- DIRECTIONS FOR THIS TASK: Please retype the lines of the material below word for word, starting with its first line and going on through the line that contains "112 114 L 104", with both ends included.

*** DATA PROVIDED ***

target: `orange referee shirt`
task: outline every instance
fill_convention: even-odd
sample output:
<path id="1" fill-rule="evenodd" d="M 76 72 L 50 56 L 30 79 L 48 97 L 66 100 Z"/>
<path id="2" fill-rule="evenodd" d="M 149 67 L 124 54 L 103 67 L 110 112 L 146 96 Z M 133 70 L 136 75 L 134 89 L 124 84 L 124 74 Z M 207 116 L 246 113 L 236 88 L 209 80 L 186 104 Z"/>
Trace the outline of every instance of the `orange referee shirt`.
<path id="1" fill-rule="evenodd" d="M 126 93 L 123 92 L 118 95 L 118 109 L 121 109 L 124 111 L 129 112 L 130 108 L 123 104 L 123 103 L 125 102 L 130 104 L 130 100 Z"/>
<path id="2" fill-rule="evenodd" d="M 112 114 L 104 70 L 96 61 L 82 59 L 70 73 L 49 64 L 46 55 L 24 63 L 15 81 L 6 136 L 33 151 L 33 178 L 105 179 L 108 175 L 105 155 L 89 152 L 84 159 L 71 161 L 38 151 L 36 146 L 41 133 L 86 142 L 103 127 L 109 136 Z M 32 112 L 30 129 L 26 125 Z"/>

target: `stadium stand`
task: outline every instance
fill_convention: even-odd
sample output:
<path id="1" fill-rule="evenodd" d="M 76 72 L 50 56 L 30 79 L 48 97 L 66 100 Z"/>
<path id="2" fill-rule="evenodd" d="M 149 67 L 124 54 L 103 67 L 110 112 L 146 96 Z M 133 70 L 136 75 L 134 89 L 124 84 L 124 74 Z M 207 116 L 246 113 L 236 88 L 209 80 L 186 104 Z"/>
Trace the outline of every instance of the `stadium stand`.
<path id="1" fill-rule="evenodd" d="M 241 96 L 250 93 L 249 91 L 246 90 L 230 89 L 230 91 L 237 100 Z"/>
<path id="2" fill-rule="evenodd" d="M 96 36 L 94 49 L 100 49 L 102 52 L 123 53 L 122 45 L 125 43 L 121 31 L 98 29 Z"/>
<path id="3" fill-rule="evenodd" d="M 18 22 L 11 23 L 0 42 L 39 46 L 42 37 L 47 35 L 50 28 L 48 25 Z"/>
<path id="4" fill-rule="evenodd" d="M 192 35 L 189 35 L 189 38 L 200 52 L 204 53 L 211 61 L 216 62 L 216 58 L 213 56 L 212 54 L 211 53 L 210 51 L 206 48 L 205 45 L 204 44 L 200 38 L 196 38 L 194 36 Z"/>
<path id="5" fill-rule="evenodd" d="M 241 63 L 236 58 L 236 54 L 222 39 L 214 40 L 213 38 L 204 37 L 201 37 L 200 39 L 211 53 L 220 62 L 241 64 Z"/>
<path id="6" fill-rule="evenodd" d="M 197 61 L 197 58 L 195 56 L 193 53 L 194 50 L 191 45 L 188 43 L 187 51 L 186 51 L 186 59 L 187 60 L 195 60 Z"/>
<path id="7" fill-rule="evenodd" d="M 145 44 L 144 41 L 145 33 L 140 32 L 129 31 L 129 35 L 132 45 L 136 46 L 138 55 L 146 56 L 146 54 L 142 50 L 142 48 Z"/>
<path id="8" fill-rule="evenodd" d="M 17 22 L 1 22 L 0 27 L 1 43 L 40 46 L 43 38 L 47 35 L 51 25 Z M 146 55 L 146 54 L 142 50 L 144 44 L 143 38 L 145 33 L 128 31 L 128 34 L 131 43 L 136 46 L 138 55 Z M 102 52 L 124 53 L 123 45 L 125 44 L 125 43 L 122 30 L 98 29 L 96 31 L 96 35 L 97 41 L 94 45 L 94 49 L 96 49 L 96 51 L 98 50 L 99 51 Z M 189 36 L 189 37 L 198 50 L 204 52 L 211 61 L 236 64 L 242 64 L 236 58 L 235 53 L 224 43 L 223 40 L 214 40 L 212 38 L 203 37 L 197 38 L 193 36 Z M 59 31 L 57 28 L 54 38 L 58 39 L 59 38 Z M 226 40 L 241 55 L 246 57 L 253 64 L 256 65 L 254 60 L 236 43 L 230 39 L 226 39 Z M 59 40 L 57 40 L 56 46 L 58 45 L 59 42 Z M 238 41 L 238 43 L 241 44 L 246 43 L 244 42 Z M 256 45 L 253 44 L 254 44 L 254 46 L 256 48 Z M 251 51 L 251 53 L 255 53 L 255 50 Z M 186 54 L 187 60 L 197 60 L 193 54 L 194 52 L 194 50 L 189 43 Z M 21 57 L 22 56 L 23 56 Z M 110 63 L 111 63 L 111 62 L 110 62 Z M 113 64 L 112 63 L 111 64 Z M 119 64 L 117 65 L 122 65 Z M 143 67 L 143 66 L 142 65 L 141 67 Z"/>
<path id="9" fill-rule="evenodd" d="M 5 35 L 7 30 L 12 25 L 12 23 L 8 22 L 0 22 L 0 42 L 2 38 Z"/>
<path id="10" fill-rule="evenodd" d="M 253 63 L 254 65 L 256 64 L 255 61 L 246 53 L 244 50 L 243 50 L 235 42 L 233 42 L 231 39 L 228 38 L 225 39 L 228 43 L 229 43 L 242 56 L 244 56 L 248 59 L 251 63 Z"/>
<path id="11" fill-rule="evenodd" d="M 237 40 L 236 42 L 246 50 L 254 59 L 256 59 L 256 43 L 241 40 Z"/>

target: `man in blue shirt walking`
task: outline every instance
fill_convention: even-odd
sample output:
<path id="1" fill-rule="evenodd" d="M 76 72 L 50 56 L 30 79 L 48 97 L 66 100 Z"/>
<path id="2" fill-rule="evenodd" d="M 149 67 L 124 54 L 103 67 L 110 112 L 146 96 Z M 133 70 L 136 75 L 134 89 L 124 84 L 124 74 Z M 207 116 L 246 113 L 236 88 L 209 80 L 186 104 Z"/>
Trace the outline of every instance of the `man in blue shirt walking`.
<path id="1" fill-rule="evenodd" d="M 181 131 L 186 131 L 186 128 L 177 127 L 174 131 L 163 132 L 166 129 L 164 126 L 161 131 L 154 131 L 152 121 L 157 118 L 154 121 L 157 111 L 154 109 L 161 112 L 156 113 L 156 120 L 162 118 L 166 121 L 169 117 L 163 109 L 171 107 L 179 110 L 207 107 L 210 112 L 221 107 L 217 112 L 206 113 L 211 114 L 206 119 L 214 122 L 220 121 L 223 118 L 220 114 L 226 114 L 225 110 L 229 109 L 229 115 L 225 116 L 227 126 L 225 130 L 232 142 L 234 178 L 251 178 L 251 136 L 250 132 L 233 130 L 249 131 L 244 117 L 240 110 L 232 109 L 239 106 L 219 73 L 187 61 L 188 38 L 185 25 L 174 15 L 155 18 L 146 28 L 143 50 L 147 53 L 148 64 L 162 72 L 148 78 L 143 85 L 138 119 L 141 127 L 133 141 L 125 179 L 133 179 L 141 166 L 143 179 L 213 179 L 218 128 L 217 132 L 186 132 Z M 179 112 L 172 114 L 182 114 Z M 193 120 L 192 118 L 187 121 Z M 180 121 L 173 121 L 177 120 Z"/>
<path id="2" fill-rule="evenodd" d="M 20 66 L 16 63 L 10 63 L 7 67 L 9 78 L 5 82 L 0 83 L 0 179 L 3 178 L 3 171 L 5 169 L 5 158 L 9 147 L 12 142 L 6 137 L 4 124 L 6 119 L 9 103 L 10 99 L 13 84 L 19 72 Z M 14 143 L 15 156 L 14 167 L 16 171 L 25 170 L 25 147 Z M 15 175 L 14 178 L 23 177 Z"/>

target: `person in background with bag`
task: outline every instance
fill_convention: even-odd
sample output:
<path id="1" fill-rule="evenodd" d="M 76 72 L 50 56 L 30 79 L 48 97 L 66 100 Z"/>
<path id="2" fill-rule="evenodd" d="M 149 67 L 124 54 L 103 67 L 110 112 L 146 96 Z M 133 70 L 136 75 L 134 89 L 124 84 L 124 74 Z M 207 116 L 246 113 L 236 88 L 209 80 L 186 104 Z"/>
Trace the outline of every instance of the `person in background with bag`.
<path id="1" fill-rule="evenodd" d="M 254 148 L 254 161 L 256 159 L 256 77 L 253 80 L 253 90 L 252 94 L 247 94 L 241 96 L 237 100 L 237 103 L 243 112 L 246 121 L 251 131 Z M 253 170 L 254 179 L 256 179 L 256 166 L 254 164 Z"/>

***

- EXERCISE OUTPUT:
target: `orange referee shirt`
task: outline every instance
fill_convention: even-odd
sample output:
<path id="1" fill-rule="evenodd" d="M 76 72 L 50 56 L 30 79 L 48 97 L 66 100 Z"/>
<path id="2" fill-rule="evenodd" d="M 149 67 L 124 54 L 103 67 L 110 112 L 146 96 Z M 133 70 L 136 75 L 134 89 L 124 84 L 124 74 Z M 207 116 L 246 113 L 236 88 L 209 80 L 186 104 Z"/>
Trace the outline of every instance of the `orange referee shirt`.
<path id="1" fill-rule="evenodd" d="M 126 93 L 123 92 L 118 95 L 118 109 L 121 109 L 124 111 L 129 112 L 130 108 L 123 104 L 123 103 L 125 102 L 130 104 L 130 100 Z"/>
<path id="2" fill-rule="evenodd" d="M 112 114 L 104 70 L 96 61 L 82 59 L 70 73 L 49 64 L 46 55 L 24 63 L 15 81 L 6 136 L 33 151 L 33 178 L 105 179 L 108 175 L 105 155 L 89 152 L 84 159 L 71 161 L 38 151 L 36 146 L 41 133 L 86 142 L 103 127 L 109 136 Z M 32 112 L 30 129 L 26 125 Z"/>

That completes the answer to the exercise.